Directions for this task.
Set down exactly the lines below, starting at the one that contains "In this exercise you will tag the heron's" and ending at the one that contains "In this exercise you will tag the orange", with both of those lines included and nothing else.

Study material.
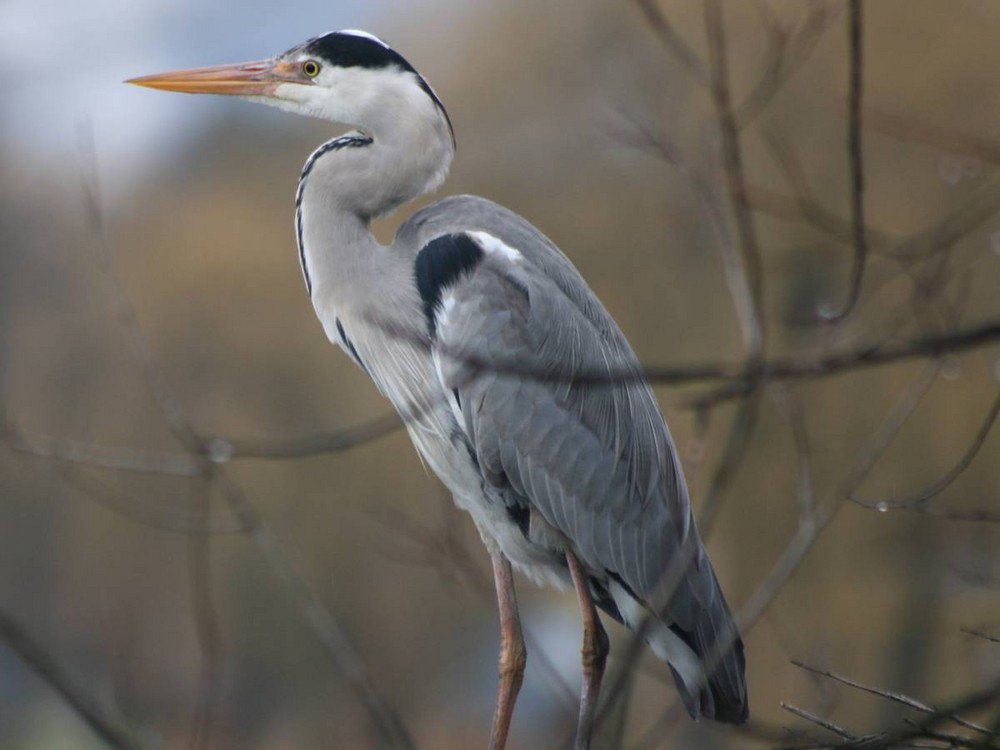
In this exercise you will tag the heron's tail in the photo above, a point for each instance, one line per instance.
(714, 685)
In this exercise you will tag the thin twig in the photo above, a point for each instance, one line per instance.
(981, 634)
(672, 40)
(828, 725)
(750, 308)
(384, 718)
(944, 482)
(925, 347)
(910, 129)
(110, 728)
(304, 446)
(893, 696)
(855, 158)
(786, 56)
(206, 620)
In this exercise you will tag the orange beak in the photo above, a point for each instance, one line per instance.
--
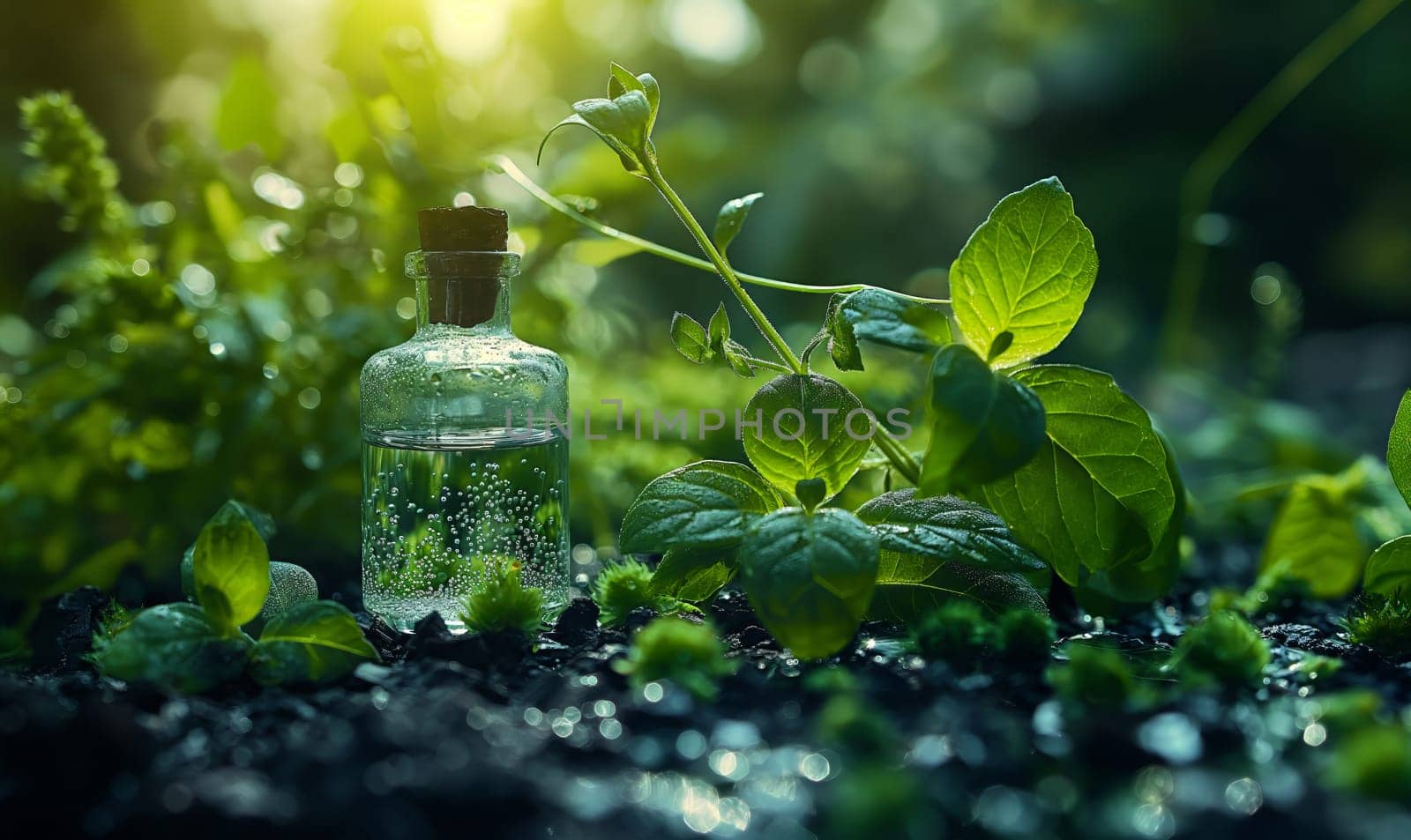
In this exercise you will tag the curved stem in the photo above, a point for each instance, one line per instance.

Expected answer.
In this exercise you will tag the heron's tail in the photo above, a point for each instance, one line per instance.
(714, 685)
In this exercise you will tag the thin twig in the photo above, a point for each instance, one line per instance.
(981, 634)
(672, 40)
(828, 725)
(750, 308)
(384, 718)
(944, 482)
(925, 347)
(910, 129)
(110, 728)
(304, 446)
(893, 696)
(855, 158)
(786, 56)
(206, 620)
In this exercise you will tag the orange beak in the photo above, a point for each instance, one line per instance.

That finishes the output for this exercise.